__Work instruction__
With the pictures removed, write out the full listing below exactly.
===== Available data
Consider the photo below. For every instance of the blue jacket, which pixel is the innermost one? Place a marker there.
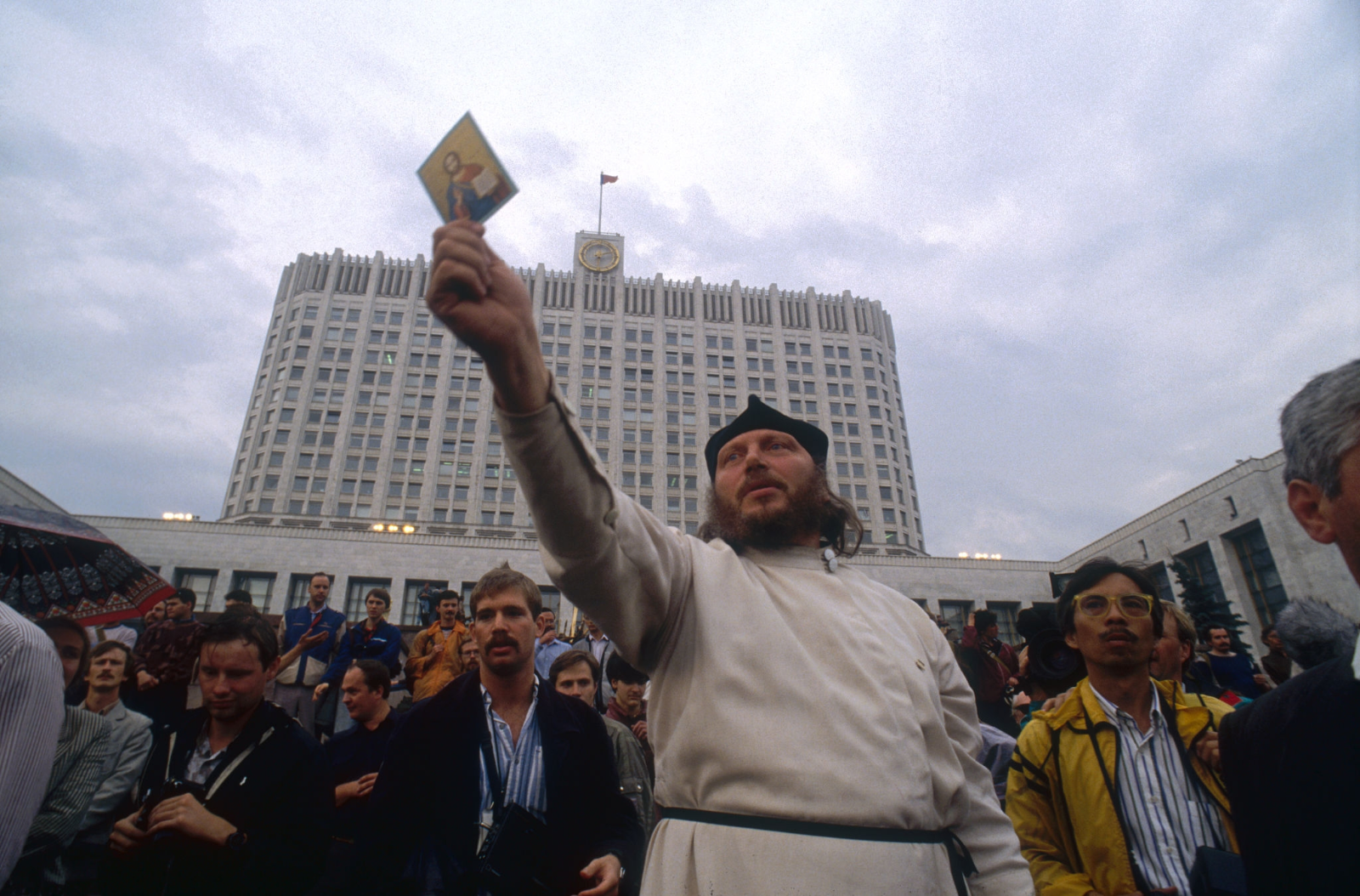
(384, 646)
(310, 665)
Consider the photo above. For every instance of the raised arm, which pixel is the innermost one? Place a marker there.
(609, 555)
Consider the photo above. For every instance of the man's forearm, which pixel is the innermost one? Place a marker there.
(520, 378)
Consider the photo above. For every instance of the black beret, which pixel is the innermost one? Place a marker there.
(762, 417)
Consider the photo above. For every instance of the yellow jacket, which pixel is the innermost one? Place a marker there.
(430, 672)
(1062, 811)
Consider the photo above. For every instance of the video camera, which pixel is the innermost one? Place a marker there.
(1053, 665)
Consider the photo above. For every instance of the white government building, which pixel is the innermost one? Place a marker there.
(369, 449)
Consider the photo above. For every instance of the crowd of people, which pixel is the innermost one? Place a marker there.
(704, 736)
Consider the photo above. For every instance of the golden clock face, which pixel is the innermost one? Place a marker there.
(598, 256)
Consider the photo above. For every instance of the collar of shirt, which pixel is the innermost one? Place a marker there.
(518, 762)
(1125, 721)
(203, 762)
(104, 712)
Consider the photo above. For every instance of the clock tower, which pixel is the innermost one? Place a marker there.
(598, 253)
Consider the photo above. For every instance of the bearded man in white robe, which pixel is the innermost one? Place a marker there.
(811, 728)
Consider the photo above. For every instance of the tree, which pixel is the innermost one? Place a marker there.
(1205, 608)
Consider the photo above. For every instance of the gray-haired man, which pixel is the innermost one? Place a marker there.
(1289, 757)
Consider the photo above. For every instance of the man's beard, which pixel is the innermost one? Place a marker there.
(765, 526)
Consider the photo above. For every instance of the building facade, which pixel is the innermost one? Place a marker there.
(366, 412)
(1237, 535)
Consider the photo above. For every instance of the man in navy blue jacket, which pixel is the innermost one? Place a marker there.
(310, 635)
(251, 802)
(376, 638)
(434, 793)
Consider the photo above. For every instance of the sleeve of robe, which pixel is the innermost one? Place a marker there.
(988, 832)
(591, 532)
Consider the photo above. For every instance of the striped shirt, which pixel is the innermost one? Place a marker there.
(31, 718)
(520, 764)
(1167, 812)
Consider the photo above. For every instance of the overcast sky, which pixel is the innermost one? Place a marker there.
(1114, 238)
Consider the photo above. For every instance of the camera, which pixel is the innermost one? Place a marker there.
(167, 789)
(1053, 665)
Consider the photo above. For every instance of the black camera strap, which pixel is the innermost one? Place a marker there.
(494, 784)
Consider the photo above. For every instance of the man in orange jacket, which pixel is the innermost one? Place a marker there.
(434, 658)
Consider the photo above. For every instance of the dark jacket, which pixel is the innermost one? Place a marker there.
(1289, 763)
(279, 796)
(428, 791)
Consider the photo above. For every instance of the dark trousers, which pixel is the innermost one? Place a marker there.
(337, 879)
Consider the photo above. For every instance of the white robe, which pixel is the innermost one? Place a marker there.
(779, 689)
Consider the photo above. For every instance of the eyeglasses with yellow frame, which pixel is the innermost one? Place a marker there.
(1098, 605)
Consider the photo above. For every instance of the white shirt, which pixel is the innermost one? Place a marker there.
(779, 689)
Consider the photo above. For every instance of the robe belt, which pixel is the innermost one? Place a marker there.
(960, 861)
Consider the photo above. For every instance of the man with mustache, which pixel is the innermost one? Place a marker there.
(813, 729)
(501, 741)
(1110, 793)
(129, 743)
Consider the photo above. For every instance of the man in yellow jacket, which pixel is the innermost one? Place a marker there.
(1108, 791)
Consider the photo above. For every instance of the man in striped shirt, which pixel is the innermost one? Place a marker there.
(1108, 793)
(490, 740)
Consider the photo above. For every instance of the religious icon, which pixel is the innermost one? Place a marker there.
(464, 177)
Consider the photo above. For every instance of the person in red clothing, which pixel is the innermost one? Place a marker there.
(627, 706)
(167, 655)
(996, 665)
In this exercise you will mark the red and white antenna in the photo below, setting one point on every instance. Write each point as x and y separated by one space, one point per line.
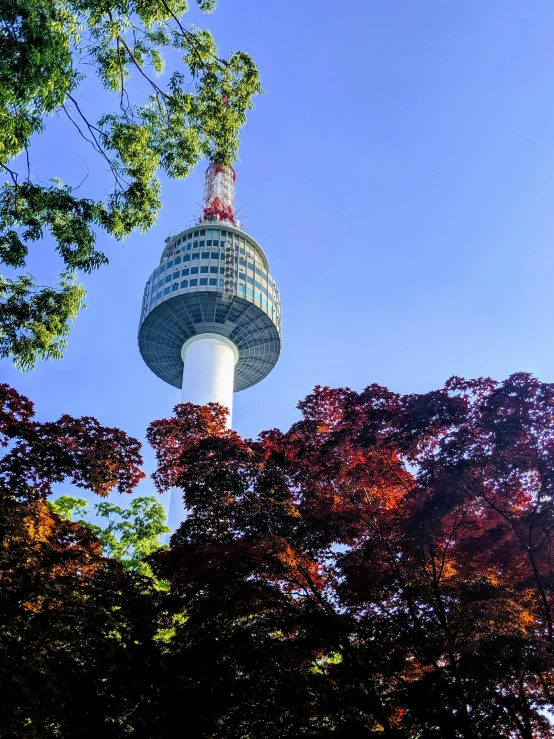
==========
__The completed task__
Consider the photo below. For every instance of the blue jacket, which pixel is the innermost one? Place a marker there.
(384, 646)
(310, 665)
Consider the photo above. For every instance of the raised arm, which pixel is the innermost one? Place a marker there.
(609, 555)
Consider the photo above. For every instance of the man's forearm, which pixel is the innermost one? Place a marker there.
(520, 378)
Consider the photo above. For every instance of the black beret, which pixel is the innermost one? Place a marker there.
(762, 417)
Consider the photo above. For every instance of the yellow jacket, which pixel is the innermost one? Place a marker there.
(430, 672)
(1062, 811)
Consider the photo above. For every instance of the video camera, which pixel is the innermost one? Place a marker there.
(1053, 665)
Consider the photo above. For every instance of the white government building, which pixel is the innermost one? Place a marker there.
(369, 449)
Consider the photo above. For every instance of the crowd of people, which pixel is the innermost one? Place a marker there.
(704, 736)
Consider the photo above. For every instance of the golden clock face, which pixel is the innermost one? Place a marker there.
(598, 256)
Consider the photo above. For every instance of the collar of shirt, which pixel is the innermost one? Place a marker there.
(518, 762)
(1125, 721)
(203, 762)
(104, 712)
Consider the photo above. For every instance of the clock tower, which pixel is the innermost one? Place a marker there.
(598, 253)
Consider the photo above. For every instance of the bearded man in white robe, which pixel is the innermost one? Place a marker there.
(811, 728)
Consider the photo above. For every instance of the tree, which pixel is the innermost one? Place a marker there.
(1205, 608)
Consider the photo above. For every instance of the gray-haired man, which pixel is the innermost one? Place a marker there.
(1289, 757)
Consider the photo above. For every instance of the man's beard, which pixel is the innermost one? Place a marker there.
(765, 526)
Consider the photo above. For every instance of the building facade, which pixel is the innermost one? Place a marker there.
(366, 412)
(1237, 535)
Consider the photo above. For every instance of the man in navy blue jacket, which pixel is the innermost one? Place a marker there.
(310, 635)
(251, 802)
(376, 638)
(434, 793)
Consider the photo above. For every instance of the sleeve of robe, which pixel is the innermost one? Place a marker there.
(988, 832)
(591, 532)
Consider the photo above. For every instance of the striped shirt, which pixel is the innermost one? Place a marker there.
(31, 718)
(520, 764)
(1167, 812)
Consider the photo above. For every instance of the overcast sky, which pixel is the innermost one? Place a marker there.
(1114, 238)
Consider the photo above. For every instance of the camera, which pixel is the innermost one? Place a marker there.
(167, 789)
(1053, 665)
Consider the photo above. For every instance of the black camera strap, which pixel is the innermost one? Place a marker there.
(494, 784)
Consider the photo above. For every instance of the man in orange jacket, which pixel is the innermost one? Place a marker there.
(434, 658)
Consider the photo above. For every instance of the dark jacket, which pixel is the innermost one? Place a marker there.
(1289, 763)
(279, 796)
(428, 791)
Consider the photo above. For every instance of the dark trousers, which pixel is the innermost one? Place a marker there.
(337, 879)
Consider the photo above. For every instance of the white robe, which pixel is the innermost one? Place a marker there.
(779, 689)
Consider the photo above. For every instance of the eyeglasses with yellow frame, which pixel is the innermost one? Place a marker there.
(1098, 605)
Consider the photo above. For every instance of the white shirt, which pixel is the innermost one? Place a marker there.
(779, 689)
Consider the photo above. For every instance of the robe belt, which pixel is the innermost one? Place a marker there.
(960, 861)
Consider the photo above. For every instance of the man with mustache, which pixel is the innermost one? Place a marker there.
(813, 729)
(501, 741)
(1110, 793)
(129, 743)
Consider the photo above. For every instance of the man in yellow jacket, which pixel is the innermost one? Place a marker there.
(1108, 791)
Consider the photo above. For every instance of the man in striped shirt, which pixel is the innermost one? Place a marker there.
(1108, 793)
(490, 740)
Consider the photo above. For every instance of the religious icon, which pixel is the innermost one? Place a marker there.
(464, 177)
Consider the photo above. For every instance of the person in red clothing, which pixel is the innermost one? Place a marker there.
(627, 706)
(167, 655)
(996, 665)
In this exercise you will mark the red and white antenna in the photo below, setting one point on every instance. Write each point as x and y separated by one space, one point per line.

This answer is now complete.